Pull out each line from the records below that contains the word "hand", matching case exactly.

START Data listing

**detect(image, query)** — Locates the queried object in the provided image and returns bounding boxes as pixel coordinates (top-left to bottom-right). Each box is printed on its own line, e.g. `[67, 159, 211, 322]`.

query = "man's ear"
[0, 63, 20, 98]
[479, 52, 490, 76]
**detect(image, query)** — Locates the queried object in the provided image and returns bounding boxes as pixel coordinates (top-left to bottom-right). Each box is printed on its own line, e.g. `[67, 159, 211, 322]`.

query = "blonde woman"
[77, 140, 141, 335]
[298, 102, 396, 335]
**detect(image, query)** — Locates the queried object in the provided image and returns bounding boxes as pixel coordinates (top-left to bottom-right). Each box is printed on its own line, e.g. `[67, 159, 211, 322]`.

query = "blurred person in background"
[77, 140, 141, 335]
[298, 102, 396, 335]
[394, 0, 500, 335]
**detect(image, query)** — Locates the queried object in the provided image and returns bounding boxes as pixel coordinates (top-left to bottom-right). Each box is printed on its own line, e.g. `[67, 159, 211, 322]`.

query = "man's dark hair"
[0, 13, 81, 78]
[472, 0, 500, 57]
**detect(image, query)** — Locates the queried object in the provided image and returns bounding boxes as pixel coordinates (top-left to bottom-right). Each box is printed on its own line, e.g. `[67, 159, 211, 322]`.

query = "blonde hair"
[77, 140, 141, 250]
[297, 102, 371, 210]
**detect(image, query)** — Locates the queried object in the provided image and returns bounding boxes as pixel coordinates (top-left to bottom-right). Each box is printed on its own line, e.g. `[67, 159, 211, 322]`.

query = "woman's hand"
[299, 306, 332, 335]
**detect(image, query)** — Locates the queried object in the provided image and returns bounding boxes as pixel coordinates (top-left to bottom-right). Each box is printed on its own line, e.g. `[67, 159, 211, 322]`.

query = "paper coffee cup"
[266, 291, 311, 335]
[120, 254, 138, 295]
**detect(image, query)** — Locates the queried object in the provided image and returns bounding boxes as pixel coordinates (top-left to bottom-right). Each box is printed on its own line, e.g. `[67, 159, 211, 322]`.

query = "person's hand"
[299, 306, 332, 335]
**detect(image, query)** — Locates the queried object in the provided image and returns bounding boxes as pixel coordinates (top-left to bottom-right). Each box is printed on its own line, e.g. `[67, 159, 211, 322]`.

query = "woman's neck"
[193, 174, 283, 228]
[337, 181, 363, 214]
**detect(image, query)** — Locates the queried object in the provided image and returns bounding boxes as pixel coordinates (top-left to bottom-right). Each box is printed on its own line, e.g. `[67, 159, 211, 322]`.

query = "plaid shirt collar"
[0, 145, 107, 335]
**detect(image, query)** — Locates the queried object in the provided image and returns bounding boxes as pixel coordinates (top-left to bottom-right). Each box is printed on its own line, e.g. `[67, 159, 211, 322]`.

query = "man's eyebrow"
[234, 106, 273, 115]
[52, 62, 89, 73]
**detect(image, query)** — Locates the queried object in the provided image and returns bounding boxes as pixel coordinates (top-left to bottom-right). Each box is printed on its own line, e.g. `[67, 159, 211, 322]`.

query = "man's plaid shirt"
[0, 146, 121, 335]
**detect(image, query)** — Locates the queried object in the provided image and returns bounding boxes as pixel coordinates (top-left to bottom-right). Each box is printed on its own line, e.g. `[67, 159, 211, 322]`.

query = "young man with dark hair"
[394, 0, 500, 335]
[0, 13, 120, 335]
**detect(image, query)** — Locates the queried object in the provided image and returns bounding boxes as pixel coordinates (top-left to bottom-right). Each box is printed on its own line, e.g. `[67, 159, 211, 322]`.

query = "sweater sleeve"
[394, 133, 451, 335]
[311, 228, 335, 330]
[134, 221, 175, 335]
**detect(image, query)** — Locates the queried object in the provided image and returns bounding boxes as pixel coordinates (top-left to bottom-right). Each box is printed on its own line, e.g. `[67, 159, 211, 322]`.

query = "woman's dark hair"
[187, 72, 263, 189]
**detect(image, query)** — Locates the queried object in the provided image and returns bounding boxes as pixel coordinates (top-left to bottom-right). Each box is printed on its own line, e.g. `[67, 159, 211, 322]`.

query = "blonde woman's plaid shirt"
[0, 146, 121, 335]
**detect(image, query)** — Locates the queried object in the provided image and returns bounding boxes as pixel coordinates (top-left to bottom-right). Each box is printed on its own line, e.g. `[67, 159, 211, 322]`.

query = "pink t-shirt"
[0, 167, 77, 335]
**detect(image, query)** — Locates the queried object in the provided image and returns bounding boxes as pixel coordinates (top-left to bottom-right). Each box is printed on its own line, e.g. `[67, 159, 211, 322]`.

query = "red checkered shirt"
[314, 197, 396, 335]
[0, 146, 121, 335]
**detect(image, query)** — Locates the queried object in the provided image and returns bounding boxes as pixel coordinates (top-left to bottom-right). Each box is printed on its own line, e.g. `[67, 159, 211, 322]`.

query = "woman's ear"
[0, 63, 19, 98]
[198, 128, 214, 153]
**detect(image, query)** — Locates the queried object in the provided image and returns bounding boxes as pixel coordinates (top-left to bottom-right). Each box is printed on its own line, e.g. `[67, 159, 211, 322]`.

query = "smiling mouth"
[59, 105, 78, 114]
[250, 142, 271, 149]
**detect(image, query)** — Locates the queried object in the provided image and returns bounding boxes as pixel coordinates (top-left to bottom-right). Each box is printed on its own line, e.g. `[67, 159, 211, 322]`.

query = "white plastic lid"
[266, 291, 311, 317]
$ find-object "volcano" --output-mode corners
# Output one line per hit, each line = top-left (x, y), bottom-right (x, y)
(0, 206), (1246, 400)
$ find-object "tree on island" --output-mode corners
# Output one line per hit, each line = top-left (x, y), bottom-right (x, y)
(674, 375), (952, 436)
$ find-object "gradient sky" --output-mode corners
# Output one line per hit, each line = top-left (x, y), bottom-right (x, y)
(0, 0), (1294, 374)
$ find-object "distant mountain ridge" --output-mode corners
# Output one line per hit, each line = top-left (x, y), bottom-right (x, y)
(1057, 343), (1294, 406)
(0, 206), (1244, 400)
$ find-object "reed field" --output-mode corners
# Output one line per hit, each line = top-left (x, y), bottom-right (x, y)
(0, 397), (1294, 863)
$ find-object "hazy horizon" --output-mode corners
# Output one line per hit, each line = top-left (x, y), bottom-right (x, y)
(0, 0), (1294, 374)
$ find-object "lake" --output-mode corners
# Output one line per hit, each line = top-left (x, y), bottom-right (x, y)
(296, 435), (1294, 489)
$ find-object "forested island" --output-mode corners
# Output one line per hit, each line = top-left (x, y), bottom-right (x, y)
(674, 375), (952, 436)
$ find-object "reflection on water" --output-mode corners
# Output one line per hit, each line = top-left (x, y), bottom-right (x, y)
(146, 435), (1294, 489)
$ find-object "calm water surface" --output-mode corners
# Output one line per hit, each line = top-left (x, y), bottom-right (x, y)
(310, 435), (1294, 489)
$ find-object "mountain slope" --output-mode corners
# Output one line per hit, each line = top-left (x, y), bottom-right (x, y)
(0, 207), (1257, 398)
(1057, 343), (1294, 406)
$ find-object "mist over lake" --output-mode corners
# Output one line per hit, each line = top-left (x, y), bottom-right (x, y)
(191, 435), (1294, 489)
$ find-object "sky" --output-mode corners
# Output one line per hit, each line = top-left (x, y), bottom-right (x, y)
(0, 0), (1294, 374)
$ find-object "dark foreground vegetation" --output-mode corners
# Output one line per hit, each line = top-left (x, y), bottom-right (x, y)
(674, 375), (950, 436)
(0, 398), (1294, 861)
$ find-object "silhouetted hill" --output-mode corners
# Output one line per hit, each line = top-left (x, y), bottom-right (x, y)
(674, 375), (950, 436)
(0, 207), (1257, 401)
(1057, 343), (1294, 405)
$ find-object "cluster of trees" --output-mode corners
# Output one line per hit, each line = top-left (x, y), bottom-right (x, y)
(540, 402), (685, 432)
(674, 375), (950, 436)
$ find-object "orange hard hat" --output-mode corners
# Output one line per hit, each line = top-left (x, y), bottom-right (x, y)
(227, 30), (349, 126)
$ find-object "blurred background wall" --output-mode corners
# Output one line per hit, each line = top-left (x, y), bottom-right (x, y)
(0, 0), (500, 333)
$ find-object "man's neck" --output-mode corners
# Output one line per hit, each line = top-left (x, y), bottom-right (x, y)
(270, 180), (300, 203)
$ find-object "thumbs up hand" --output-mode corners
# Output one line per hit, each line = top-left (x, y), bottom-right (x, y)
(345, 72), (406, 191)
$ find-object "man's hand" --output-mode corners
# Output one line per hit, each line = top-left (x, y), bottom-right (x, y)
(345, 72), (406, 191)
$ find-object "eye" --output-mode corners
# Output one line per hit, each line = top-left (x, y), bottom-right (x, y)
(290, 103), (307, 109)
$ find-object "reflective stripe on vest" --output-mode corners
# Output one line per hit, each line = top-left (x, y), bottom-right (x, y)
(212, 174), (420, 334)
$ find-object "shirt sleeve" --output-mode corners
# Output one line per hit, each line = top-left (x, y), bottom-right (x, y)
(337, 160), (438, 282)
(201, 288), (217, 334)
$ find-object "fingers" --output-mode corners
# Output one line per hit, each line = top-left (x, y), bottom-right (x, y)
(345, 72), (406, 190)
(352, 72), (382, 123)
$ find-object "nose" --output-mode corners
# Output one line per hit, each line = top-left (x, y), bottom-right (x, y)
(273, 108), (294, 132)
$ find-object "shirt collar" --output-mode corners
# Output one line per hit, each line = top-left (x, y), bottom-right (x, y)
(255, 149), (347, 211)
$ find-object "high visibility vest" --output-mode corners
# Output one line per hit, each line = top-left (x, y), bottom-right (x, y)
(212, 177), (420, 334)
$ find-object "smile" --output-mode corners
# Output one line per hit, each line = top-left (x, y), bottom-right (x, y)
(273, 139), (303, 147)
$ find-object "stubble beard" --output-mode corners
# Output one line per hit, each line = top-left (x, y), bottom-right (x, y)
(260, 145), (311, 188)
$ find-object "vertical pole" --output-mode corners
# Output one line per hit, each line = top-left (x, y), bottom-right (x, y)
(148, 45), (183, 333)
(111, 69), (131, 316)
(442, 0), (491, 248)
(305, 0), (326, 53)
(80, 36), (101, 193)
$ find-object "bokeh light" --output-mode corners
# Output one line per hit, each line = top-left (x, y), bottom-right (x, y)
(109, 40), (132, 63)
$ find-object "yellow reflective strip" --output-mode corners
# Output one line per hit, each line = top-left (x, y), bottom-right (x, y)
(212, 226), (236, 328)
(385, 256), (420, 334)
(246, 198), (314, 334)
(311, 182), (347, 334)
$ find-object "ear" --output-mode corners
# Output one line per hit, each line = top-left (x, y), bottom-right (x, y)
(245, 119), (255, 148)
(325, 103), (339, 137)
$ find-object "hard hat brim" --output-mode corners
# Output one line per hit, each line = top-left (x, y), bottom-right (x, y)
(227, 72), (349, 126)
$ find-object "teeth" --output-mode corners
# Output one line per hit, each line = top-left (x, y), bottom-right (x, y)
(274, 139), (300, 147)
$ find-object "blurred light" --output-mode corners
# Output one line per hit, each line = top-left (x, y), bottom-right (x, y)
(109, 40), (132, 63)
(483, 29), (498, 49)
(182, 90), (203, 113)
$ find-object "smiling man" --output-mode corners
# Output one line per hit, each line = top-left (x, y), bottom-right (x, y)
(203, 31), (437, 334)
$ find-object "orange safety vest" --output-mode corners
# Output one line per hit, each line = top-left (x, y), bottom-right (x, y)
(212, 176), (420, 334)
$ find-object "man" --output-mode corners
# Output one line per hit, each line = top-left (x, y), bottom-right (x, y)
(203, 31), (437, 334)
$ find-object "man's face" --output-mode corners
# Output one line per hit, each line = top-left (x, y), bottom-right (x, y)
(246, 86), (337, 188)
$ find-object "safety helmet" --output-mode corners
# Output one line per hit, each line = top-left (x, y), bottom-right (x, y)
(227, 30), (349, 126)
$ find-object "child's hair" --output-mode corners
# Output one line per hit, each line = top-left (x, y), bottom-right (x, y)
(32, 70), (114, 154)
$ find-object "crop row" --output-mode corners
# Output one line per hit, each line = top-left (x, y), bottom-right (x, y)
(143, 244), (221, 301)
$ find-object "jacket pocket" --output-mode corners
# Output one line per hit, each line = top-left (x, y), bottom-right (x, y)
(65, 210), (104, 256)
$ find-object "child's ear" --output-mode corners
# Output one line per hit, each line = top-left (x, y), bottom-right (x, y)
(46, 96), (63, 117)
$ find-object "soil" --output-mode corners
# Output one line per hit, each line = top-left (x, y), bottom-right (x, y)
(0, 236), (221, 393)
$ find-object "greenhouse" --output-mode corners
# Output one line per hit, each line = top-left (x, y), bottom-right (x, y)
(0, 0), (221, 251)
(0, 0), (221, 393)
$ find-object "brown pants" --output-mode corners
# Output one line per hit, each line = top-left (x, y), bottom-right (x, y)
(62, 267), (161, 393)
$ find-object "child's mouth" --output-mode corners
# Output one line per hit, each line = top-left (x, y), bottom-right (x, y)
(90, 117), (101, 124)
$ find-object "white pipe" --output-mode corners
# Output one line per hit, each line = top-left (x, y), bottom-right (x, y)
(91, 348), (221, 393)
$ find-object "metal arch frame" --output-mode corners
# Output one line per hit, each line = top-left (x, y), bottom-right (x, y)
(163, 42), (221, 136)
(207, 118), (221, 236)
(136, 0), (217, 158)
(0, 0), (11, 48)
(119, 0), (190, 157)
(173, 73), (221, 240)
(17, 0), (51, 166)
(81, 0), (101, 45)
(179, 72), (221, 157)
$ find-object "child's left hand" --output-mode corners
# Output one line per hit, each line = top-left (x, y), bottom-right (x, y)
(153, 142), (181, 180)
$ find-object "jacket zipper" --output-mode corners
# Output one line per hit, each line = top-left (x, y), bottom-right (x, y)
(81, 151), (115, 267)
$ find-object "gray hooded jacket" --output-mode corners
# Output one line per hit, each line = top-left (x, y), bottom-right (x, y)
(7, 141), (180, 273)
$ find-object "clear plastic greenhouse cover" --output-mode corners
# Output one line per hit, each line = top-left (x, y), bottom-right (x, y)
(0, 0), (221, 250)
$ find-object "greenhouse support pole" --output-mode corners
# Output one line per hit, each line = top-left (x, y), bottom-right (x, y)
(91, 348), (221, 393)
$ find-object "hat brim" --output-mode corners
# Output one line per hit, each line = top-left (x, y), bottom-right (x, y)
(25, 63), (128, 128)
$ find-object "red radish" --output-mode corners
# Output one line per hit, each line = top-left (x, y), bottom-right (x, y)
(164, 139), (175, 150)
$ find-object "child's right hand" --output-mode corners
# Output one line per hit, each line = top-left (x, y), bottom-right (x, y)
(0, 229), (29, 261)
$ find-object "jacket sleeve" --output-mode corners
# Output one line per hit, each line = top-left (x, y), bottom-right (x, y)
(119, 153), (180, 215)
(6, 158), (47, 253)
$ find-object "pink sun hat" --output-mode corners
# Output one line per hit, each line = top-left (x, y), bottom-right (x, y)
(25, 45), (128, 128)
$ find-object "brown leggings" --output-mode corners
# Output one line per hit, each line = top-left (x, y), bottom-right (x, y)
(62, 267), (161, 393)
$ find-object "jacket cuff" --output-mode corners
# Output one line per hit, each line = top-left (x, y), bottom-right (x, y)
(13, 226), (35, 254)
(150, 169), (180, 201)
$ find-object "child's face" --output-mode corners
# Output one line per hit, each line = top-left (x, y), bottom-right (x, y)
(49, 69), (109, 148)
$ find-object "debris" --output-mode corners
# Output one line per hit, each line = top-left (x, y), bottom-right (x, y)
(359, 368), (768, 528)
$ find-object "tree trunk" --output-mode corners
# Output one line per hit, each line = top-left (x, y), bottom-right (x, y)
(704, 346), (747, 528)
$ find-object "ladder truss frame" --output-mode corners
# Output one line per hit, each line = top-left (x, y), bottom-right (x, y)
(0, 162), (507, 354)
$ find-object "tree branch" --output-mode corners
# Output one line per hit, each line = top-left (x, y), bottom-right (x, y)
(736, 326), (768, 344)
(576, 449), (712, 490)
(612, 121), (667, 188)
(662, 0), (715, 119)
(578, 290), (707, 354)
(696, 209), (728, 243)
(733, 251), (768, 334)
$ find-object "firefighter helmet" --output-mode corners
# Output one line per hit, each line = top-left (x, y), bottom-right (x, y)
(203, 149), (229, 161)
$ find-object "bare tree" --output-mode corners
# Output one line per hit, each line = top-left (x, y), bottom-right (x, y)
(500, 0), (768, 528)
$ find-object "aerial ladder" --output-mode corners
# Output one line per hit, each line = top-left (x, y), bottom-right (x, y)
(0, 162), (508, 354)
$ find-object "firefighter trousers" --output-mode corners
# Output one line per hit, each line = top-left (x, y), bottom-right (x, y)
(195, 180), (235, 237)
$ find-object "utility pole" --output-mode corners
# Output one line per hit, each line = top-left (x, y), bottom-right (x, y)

END Data listing

** Output of the task **
query = "woman's hand"
query = "person's hand"
$ find-object "thumbs up hand" --output-mode corners
$ find-object "man's hand" --output-mode corners
$ find-object "child's left hand" --output-mode corners
$ find-object "child's right hand" --output-mode corners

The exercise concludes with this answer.